A full Fresh
Fun Foods class schedule
is posted. I need your help spreading
the word. Feel free to spam all you
friends with the link.
_____
Writing
these blogs can be a trap. I’ve been
trying to document the good and the bad in my time in kitchens. Consequently, there has to be time for
reflection. I’ve had to sort through a
bunch of old bosses, recipes and bad trips, hoping to arrive at a coherent way
to present my own culinary history in a way that is engaging, while also
avoiding multiple statutes of limitation and never letting anyone know where all
the bodies are buried. It has not been
easy. I hope it has been fun for you.
I lived in
Rochester, NY for a few years back in the early 80’s while a bunch of my
friends were going to RIT. At the time I
was a competent American style cook. I
could use a knife, work a full board of checks, that kind of thing, but I really
didn’t know much about real food. I
could make chili and thought that I was the man. I got a gig working at a place called
Casablanca, an odd hybrid rock and roll club/lunch spot/Greek restaurant. It was run by three brothers, Bill, George
and Chris Petsos. Their father, Stavros
cut meat and generally made himself useful.
Louis (use the French pronunciation) Bel Aire, a mean drunk, washed
dishes in his Sméagol-like
hole of a dish room. His “precious” was
the dregs of customer’s drinks which he would collect and swill, making him a meaner
drunk. As I hung around Casablanca, I
learned their story and grew to respect them.
Apparently
their whole village in Macedonia had immigrated to Akron, OH on the promise of
jobs sometime before WWII, a classic example of pull migration. Like in The Grapes of Wrath the agent promised
work never materialized, so the group packed up and moved to Rochester, where
over the years, in spite of the difficulty of getting any decent fish, they
pretty much took over the restaurant biz, running a few high end places on Park
Avenue and dozens of bars and diners all over town. The boys opened Casablanca in the late 70’s
as a fancy place serving Mom’s recipes and stuff like flaming cheese. Chris ran the kitchen, George the front of
the house and Bill was the head guy.
They had a stipulation in their lease that they would be the only food
service place in the big strip where they located, however landlords being the
slime balls that they are, a TGI Fridays opened 20 yards away on a different
parcel, immediately bludgeoning them with cheaper food, a shiny exterior and
wall to wall advertising.

## Short exercise 1
From the blog post, list every person named as working at Casablanca.
## Short exercise 2
According to the blog post, where did the Petsos family's village in Macedonia first immigrate to?

## Record excerpts
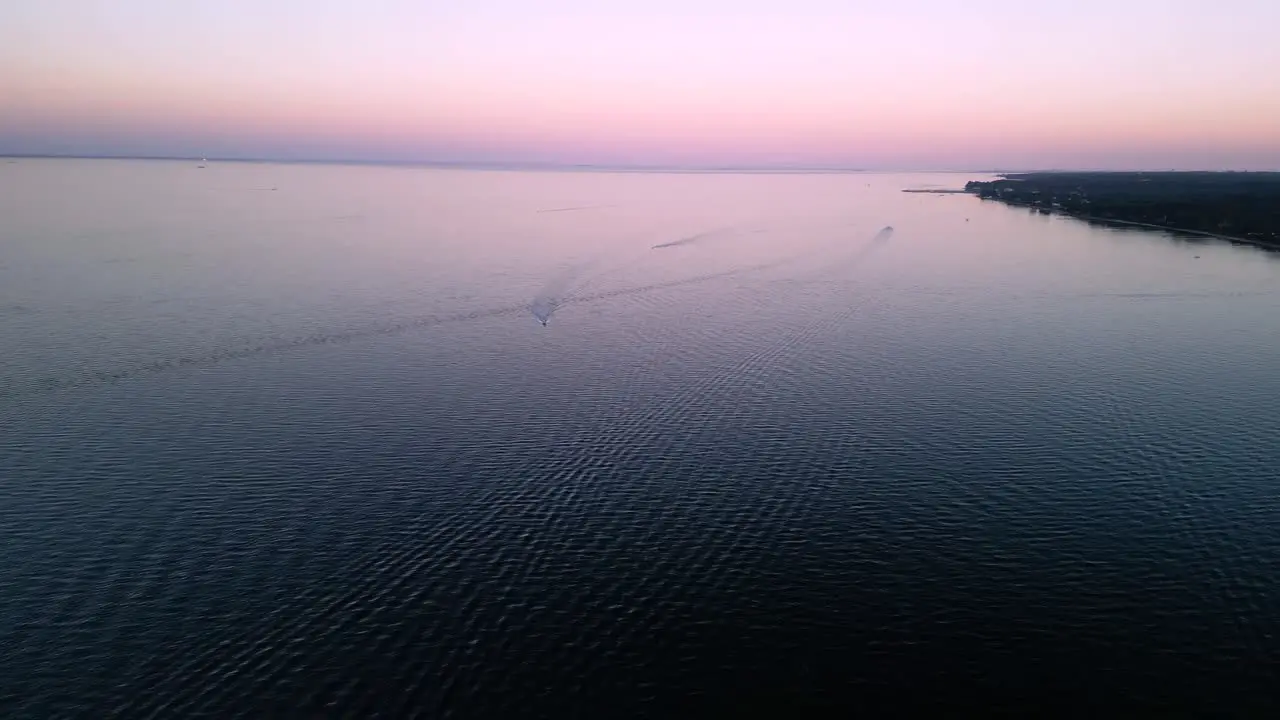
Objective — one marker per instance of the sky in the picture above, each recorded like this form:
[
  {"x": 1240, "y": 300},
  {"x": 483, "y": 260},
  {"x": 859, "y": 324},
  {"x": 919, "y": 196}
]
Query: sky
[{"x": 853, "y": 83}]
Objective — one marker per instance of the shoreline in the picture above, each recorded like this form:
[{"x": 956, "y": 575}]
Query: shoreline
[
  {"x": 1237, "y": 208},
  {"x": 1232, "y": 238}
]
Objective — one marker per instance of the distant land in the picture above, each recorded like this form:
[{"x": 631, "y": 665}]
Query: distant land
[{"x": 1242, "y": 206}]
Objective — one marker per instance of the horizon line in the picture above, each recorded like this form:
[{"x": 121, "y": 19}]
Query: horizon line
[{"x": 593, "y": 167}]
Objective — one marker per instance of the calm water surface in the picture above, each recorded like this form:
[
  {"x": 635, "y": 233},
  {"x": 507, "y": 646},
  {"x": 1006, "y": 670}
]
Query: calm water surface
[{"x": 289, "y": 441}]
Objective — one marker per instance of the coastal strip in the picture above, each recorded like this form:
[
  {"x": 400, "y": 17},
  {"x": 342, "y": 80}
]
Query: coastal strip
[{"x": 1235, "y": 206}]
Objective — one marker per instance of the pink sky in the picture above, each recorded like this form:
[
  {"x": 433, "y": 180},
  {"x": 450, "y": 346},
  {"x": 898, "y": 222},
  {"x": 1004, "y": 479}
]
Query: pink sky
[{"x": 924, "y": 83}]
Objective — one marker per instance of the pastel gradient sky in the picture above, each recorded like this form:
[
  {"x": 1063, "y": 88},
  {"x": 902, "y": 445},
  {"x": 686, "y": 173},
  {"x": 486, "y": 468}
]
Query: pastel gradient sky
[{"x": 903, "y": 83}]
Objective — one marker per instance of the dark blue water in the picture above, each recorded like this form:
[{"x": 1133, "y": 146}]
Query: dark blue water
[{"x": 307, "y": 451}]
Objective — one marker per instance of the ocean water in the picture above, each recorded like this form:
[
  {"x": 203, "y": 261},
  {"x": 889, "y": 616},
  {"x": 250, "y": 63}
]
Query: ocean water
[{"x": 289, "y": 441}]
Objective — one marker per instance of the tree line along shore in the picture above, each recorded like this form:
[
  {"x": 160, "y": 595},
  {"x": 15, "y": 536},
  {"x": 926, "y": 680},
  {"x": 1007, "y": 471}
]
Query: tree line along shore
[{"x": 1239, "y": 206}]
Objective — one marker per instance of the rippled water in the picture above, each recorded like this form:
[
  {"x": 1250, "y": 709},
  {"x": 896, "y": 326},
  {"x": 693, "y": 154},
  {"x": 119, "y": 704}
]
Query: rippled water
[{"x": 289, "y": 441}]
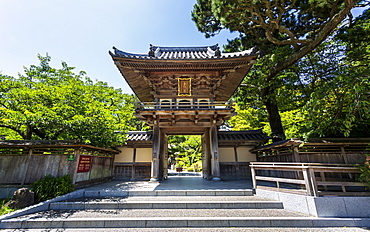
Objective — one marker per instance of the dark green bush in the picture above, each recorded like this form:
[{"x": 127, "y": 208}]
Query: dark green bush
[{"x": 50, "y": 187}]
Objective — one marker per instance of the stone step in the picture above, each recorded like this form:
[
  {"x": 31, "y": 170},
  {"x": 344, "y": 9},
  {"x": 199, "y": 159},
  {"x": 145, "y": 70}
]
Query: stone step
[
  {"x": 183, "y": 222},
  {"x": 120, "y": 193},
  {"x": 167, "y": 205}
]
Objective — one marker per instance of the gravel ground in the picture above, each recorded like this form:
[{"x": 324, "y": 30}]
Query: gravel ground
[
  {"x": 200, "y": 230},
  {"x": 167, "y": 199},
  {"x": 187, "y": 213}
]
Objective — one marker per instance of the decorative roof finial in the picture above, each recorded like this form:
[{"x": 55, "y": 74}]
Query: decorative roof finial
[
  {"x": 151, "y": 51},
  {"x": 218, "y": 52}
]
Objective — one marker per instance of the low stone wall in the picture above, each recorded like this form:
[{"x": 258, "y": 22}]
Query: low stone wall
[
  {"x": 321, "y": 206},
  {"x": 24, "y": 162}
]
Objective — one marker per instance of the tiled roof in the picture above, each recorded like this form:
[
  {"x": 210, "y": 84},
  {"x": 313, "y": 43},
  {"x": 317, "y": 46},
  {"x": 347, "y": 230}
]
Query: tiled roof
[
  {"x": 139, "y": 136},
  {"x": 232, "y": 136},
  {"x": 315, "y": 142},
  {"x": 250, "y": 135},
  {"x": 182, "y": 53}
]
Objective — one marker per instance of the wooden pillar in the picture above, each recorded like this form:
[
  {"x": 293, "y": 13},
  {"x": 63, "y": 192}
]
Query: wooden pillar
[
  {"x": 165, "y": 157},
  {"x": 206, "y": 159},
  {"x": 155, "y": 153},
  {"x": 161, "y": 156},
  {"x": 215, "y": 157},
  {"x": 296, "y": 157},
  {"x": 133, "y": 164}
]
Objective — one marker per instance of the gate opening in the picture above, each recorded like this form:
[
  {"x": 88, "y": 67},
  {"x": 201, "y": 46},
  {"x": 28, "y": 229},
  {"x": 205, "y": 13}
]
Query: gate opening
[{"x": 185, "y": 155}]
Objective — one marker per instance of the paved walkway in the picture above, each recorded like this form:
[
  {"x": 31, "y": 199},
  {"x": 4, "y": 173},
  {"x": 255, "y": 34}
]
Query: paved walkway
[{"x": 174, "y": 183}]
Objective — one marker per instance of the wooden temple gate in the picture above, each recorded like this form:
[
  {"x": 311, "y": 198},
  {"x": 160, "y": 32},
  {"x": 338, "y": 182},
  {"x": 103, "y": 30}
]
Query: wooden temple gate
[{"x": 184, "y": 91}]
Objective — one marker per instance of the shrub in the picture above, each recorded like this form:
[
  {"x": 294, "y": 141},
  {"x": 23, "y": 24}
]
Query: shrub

## Exercise response 1
Bill Petsos, George Petsos, Chris Petsos, Stavros, and Louis Bel Aire

## Exercise response 2
Akron, OH